● What to work on:
Please answer these questions about the mailing list post below:
1. To which address was the post sent?
2. Where had the writer already asked about the problem?
3. In which logs does the error show up?

You are viewing a plain text version of this content. The canonical link for it is here.
Posted to dev@nutch.apache.org by Jesse Hires <jh...@gmail.com> on 2009/10/21 01:22:05 UTC

datanode.BlockAlreadyExistsException

I tried asking this over at the nutch-user alias, but I am seeing very
little traction, so I thought I'd ask the developers. I realize this is most
likely a configuration problem on my end, but I am very new to using nutch,
so I am having a difficult time understanding where I need to look.

Does anyone have any insight into the following error I am seeing in the
hadoop logs? Is this something I should be concerned with, or is it expected
that this shows up in the logs from time to time? If it is not expected,
where can I look for more information on what is going on?

● Extracted records:
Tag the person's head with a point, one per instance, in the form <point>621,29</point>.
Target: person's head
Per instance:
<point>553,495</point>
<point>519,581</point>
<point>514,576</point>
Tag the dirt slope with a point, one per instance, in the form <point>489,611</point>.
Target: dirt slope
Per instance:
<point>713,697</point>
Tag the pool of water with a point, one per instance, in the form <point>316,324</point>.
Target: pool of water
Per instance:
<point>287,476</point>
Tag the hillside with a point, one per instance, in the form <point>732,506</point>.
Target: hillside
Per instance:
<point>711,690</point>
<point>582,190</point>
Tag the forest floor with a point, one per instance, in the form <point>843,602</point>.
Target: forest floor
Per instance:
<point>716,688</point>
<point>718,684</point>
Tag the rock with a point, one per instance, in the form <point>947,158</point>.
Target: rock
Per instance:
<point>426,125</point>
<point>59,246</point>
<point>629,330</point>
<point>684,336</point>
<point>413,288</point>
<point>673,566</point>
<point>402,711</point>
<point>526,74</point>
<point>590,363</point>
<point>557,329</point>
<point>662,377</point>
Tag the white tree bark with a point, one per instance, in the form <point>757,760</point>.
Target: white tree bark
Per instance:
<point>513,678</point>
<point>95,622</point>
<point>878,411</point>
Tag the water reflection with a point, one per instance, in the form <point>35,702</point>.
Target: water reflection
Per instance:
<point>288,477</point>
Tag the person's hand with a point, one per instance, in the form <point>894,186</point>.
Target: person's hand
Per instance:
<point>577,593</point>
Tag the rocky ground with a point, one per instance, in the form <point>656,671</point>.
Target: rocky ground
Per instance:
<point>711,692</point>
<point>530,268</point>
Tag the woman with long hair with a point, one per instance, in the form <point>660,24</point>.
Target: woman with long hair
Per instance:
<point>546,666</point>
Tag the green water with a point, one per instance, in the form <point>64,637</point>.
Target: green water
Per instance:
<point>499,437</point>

● Answer:
1. dev@nutch.apache.org
2. The nutch-user alias
3. The hadoop logs